▶ _PROBLEM REQUIREMENTS_
In the records below, rescale every line from the one containing "spout in the photo above." through the end of the records, inclusive, and output only those lines, requests included. Multiply each coordinate in the answers by 0.6, round to whole numbers with halves going up, and leave the request lines unchanged.

--- BEGIN PROVIDED INFORMATION ---

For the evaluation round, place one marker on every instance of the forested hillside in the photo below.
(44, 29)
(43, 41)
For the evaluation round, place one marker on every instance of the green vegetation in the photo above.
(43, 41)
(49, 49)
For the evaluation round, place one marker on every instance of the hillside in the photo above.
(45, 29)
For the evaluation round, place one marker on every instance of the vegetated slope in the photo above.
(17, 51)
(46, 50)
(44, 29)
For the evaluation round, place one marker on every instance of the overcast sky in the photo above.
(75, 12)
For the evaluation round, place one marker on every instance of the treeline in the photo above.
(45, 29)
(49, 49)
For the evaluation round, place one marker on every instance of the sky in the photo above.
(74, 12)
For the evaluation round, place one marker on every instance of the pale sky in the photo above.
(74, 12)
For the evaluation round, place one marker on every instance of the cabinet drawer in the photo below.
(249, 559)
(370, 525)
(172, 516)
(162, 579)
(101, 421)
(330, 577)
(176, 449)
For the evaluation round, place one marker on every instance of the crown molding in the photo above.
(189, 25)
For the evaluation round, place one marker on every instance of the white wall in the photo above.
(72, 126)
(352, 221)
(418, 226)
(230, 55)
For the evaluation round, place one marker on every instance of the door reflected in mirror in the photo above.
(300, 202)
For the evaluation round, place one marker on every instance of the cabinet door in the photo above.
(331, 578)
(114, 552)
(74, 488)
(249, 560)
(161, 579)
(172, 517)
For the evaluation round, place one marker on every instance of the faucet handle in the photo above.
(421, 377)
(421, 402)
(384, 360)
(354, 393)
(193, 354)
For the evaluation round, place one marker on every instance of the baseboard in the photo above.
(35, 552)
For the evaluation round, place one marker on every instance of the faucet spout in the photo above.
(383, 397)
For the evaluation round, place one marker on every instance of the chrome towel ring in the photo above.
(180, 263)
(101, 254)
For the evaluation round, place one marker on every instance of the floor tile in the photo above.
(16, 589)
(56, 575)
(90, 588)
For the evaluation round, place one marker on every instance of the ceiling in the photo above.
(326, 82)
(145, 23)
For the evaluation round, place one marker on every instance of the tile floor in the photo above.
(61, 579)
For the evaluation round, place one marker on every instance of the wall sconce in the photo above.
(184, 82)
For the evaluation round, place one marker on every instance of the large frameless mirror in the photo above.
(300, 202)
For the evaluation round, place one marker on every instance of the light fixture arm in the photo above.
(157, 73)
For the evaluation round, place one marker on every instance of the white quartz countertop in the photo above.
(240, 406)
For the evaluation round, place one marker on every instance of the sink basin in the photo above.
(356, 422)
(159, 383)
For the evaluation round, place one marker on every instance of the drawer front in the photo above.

--- END PROVIDED INFORMATION ---

▶ _ANSWER TO THE EXERCISE_
For the evaluation round, place one marker on every instance of the faucet spout in the photo above.
(230, 238)
For the evaluation round, place one marker on every instance of the chrome towel ring in the photo above.
(108, 158)
(61, 152)
For the evaluation round, place one marker on every instance of the floor tile in the photo above.
(10, 353)
(34, 345)
(54, 353)
For the evaluation round, place one marker on every instance of the ceiling in the photo above.
(196, 49)
(87, 14)
For the evaluation round, place one marker on every instance of the tile floor in the photo above.
(37, 347)
For the evaluation round, place one marker on every instance of the wall sconce in the photo above.
(110, 49)
For the evaluation round, place one marker on every instance of the large frameless mirror in the photo above.
(180, 121)
For the evaluation round, place one marker on every instance of the light fixture arm in the photo above.
(94, 44)
For the evaluation round, place one marker on every instance of the white quartz countertop in the photo above.
(144, 244)
For the evaluation round, place one marker on every instance of the sink basin in the photo above.
(214, 253)
(95, 230)
For the evaluation round, place one marker on every instance of the drawer front in the photo above.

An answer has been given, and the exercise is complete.